> Dataset rows:

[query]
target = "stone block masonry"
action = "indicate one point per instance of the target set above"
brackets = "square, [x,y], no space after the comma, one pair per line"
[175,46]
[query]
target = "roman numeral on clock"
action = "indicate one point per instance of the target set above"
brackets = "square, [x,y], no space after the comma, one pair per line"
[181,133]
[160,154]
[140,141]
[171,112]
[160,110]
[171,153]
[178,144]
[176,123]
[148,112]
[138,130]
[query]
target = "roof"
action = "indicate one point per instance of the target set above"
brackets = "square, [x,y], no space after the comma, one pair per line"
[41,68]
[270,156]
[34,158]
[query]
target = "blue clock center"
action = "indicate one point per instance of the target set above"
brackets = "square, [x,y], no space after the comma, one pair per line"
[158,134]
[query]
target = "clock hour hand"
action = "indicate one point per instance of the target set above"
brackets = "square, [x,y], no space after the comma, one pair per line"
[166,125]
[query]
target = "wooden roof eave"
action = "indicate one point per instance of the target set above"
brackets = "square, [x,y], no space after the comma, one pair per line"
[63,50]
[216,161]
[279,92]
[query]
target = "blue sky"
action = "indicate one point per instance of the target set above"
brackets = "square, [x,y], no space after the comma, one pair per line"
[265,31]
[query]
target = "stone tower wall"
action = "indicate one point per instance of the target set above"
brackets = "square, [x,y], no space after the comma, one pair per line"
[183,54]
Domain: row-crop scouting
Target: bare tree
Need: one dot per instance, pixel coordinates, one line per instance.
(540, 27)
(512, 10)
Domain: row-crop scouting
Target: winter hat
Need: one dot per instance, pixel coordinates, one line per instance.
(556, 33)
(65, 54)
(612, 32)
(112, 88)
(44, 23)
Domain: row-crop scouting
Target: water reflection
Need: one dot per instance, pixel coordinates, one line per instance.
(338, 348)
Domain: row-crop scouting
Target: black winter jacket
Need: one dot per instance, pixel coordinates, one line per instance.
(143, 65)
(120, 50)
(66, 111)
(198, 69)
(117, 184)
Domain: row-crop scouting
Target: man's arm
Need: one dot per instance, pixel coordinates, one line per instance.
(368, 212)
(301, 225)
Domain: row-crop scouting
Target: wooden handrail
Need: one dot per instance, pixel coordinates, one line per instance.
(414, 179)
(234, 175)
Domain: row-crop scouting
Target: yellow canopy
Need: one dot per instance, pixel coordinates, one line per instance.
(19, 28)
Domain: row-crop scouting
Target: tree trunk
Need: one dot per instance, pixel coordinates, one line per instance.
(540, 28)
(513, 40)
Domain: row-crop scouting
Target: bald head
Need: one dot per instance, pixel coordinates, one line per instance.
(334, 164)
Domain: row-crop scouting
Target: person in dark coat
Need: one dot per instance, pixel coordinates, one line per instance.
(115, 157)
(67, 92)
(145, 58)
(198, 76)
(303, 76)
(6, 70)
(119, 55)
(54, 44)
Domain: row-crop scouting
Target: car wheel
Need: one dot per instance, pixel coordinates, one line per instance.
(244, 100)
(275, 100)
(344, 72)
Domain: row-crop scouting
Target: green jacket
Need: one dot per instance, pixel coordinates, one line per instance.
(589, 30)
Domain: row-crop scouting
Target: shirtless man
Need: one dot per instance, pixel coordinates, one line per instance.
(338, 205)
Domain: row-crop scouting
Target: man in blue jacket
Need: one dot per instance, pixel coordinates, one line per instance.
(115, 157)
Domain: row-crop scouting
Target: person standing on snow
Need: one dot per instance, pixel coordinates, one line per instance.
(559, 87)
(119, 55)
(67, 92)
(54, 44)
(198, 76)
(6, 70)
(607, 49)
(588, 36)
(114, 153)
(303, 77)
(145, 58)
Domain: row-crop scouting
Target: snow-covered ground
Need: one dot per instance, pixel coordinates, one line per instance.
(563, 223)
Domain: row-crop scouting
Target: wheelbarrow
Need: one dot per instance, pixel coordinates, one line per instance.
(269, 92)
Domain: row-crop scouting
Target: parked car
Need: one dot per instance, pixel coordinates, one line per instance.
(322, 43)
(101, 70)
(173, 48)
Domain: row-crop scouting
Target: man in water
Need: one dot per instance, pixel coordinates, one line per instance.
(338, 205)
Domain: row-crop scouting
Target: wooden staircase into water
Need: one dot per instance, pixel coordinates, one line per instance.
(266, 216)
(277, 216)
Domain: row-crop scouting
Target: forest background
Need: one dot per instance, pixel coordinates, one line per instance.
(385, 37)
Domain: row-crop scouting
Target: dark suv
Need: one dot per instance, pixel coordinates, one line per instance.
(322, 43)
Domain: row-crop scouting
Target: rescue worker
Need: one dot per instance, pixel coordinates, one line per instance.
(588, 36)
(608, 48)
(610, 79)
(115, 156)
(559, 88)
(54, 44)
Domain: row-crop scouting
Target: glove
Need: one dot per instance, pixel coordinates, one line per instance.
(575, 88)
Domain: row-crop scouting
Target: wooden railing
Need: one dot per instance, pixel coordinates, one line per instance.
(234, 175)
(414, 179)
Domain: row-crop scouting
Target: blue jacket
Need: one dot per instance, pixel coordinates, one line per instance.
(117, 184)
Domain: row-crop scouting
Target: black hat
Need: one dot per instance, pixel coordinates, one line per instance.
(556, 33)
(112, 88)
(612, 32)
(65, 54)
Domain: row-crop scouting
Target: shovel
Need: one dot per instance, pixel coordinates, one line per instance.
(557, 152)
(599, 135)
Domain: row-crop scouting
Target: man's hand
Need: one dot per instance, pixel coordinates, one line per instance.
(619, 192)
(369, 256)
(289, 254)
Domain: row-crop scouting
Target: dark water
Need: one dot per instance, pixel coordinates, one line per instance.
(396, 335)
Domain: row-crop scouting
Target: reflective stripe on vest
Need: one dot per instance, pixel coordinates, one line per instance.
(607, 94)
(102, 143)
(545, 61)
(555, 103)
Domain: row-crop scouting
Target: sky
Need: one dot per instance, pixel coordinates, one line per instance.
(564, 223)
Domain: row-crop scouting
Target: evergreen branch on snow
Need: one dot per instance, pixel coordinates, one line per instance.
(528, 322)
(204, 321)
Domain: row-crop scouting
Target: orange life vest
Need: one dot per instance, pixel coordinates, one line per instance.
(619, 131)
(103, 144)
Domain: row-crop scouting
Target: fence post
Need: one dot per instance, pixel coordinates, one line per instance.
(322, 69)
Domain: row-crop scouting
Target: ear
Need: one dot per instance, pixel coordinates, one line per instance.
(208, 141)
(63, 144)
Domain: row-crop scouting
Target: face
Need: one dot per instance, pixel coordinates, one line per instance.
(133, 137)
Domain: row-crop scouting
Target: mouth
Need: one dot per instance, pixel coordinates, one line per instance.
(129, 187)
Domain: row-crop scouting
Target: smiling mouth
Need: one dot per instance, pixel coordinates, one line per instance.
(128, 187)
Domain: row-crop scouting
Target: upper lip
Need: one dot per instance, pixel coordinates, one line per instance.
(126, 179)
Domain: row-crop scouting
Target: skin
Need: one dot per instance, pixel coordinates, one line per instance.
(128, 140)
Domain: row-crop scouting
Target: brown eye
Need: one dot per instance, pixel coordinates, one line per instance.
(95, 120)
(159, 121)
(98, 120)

> What you need to do:
Write the complete data out, exactly as above.

> Full solution:
[query]
target = "stone block masonry"
action = "indicate one point per instance of the target set above"
brackets = "square, [x,y], no space after the comma, one pair per line"
[175,46]
[query]
target = "roman numeral on clock"
action = "indicate one point per instance of the target set above"
brackets = "square, [x,y], no space after the comma, one pair per line"
[181,133]
[160,154]
[140,141]
[171,112]
[160,110]
[171,153]
[178,144]
[176,123]
[148,112]
[138,130]
[query]
target = "roof"
action = "indicate one point per instance of the target set above"
brackets = "square, [x,y], no space after the comma, one pair per line"
[41,68]
[270,156]
[34,158]
[query]
target = "blue clock center"
action = "indicate one point per instance of the target set above"
brackets = "square, [x,y], no space after the comma, one pair per line"
[158,134]
[query]
target = "clock hour hand"
action = "indicate one point per instance of the target set above"
brackets = "square, [x,y], no space after the comma, one pair per line"
[166,125]
[query]
target = "wooden roof eave"
action = "indicate one point per instance of the target set above"
brackets = "square, [x,y], no space after the comma, one pair per line"
[63,50]
[216,161]
[279,92]
[query]
target = "blue sky"
action = "indicate one point per instance of the target set above"
brackets = "square, [x,y], no space after the comma, one pair per line"
[265,31]
[query]
target = "stone tower wall"
action = "indicate one point per instance of the target set above"
brackets = "square, [x,y], no space after the comma, one pair per line"
[183,54]
Domain: row-crop scouting
Target: bare tree
Need: one dot per instance, pixel coordinates, one line per instance.
(540, 27)
(512, 10)
Domain: row-crop scouting
Target: winter hat
Need: one dot per instance, pixel coordinates, one line per instance.
(556, 33)
(65, 54)
(612, 32)
(112, 88)
(44, 23)
Domain: row-crop scouting
Target: water reflection
Need: one dot per instance, pixel coordinates, one line per instance.
(338, 348)
Domain: row-crop scouting
Target: black winter jacket
Need: one dot per instance, pixel coordinates, one line per instance.
(143, 65)
(120, 50)
(66, 111)
(198, 69)
(117, 184)
Domain: row-crop scouting
Target: man's arm
Need: one dot per instance, pixel coordinates, one line per instance.
(368, 212)
(301, 225)
Domain: row-crop scouting
Target: wooden handrail
Need: one dot per instance, pixel coordinates, one line per instance.
(414, 179)
(234, 175)
Domain: row-crop scouting
Target: yellow canopy
Need: one dot per instance, pixel coordinates, one line per instance.
(19, 28)
Domain: row-crop scouting
Target: tree trunk
Need: one dot per instance, pixel coordinates, one line per instance.
(540, 28)
(513, 40)
Domain: row-crop scouting
Target: bald head
Need: one dot per instance, pixel coordinates, one line per instance.
(334, 164)
Domain: row-crop scouting
Target: person in dark coat
Need: one dot per instance, pixel coordinates, one line per instance.
(115, 157)
(67, 92)
(145, 58)
(198, 76)
(303, 76)
(6, 70)
(119, 55)
(54, 44)
Domain: row-crop scouting
Target: car wheel
Need: one dot per instance, pixel coordinates, one line per instance.
(244, 100)
(275, 100)
(344, 72)
Domain: row-crop scouting
Target: green jacket
Need: one dot per instance, pixel coordinates, one line per instance.
(589, 30)
Domain: row-crop scouting
Target: shirtless man
Need: one dot per instance, pixel coordinates, one line per instance.
(338, 205)
Domain: row-crop scouting
Target: man in blue jacket
Need: one dot per instance, pixel coordinates, one line per instance.
(115, 157)
Domain: row-crop scouting
Target: person standing on snow
Need: one dot per instance, pixel coordinates, one line per instance.
(559, 87)
(119, 55)
(67, 92)
(54, 44)
(198, 76)
(6, 70)
(607, 49)
(588, 36)
(114, 153)
(303, 77)
(145, 58)
Domain: row-crop scouting
Target: snow-covered ground
Need: one dot per instance, pixel coordinates, one line per instance.
(563, 223)
Domain: row-crop scouting
Target: wheelbarrow
Need: one dot per instance, pixel coordinates, one line per instance.
(269, 92)
Domain: row-crop scouting
Target: parked car
Need: one dot per instance, pixel coordinates, one line per instance.
(322, 43)
(101, 70)
(173, 48)
Domain: row-crop scouting
Target: man in water
Need: one dot per instance, pixel coordinates, one line per instance.
(338, 205)
Domain: row-crop scouting
Target: wooden staircase into water
Need: one dot per instance, pixel coordinates, one line per instance.
(266, 216)
(277, 216)
Domain: row-crop scouting
Target: forest background
Need: one dot per instance, pixel coordinates, one line per instance.
(385, 37)
Domain: row-crop scouting
Target: dark suv
Need: one dot per instance, pixel coordinates, one line per instance.
(322, 43)
Domain: row-crop scouting
Target: rescue worker
Need: one dot per instance, pixel coordinates, one line per instance.
(588, 36)
(608, 48)
(610, 79)
(115, 156)
(559, 88)
(54, 44)
Domain: row-crop scouting
Target: glove
Need: one dot per instance, pixel coordinates, one line per instance.
(575, 88)
Domain: row-crop scouting
Target: wooden railing
Need: one dot per instance, pixel coordinates, one line per instance.
(234, 175)
(414, 179)
Domain: row-crop scouting
Target: blue jacket
Need: one dot per instance, pixel coordinates, one line per instance.
(117, 184)
Domain: row-crop scouting
Target: black hat
Need: one dot per instance, pixel coordinates, one line per instance.
(556, 33)
(112, 88)
(612, 32)
(65, 54)
Domain: row-crop scouting
Target: shovel
Need: one dot per instance, pixel coordinates, one line per instance.
(557, 152)
(599, 135)
Domain: row-crop scouting
Target: man's hand
Need: one dot per instance, pixel coordinates, one line per instance.
(619, 192)
(369, 256)
(289, 254)
Domain: row-crop scouting
Target: dark water
Need: one dot per instance, pixel coordinates, one line per instance.
(396, 335)
Domain: row-crop scouting
Target: reflective stripe on vest
Need: one dot per instance, pixel coordinates, one line per instance.
(607, 94)
(102, 143)
(545, 61)
(555, 103)
Domain: row-crop scouting
Target: sky
Need: one dot per instance, pixel coordinates, one line per instance.
(564, 223)
Domain: row-crop scouting
Target: evergreen branch on snow
Need: one dot per instance, pixel coordinates, one line per instance.
(528, 322)
(204, 321)
Domain: row-crop scouting
Target: orange life vest
Need: one dot per instance, pixel coordinates, one line per instance.
(619, 131)
(103, 144)
Domain: row-crop scouting
Target: fence post
Need: one dot per instance, pixel coordinates, one line per instance.
(322, 69)
Domain: row-crop scouting
Target: ear
Need: one dot per instance, pixel coordinates, one line per instance.
(208, 141)
(63, 144)
Domain: row-crop scouting
Target: face
Need: one dot per instance, pixel coordinates, one line per instance.
(133, 137)
Domain: row-crop scouting
Target: mouth
Need: one dot per instance, pixel coordinates, one line per instance.
(129, 187)
Domain: row-crop scouting
Target: smiling mouth
Need: one dot per instance, pixel coordinates, one line per instance.
(128, 187)
Domain: row-crop scouting
Target: upper lip
Need: one dot per instance, pixel coordinates, one line per instance.
(126, 179)
Domain: row-crop scouting
Target: skin
Need: one dot per instance, pixel coordinates, one line per instance.
(128, 140)
Domain: row-crop scouting
Target: brown eye
Need: one dot per instance, pixel coordinates, one line per instance.
(95, 120)
(159, 121)
(98, 120)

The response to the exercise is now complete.